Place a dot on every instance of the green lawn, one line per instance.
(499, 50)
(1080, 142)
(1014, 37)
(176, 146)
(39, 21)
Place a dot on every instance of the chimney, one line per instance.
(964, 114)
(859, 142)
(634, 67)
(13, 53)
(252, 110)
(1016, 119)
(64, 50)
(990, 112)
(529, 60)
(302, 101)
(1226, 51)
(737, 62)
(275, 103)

### EXERCISE TASK
Reproduce every line of the items above verbatim, in the same order and without any alteration.

### RESULT OF THIS EXERCISE
Place a dot on every instance of the green lawn, one line per instance.
(499, 50)
(1080, 142)
(1014, 37)
(176, 146)
(39, 21)
Place a dot on every instance of the chimney, one line per instance.
(964, 114)
(859, 142)
(634, 67)
(13, 53)
(252, 110)
(1016, 119)
(64, 50)
(990, 112)
(529, 60)
(302, 101)
(1226, 51)
(737, 62)
(275, 103)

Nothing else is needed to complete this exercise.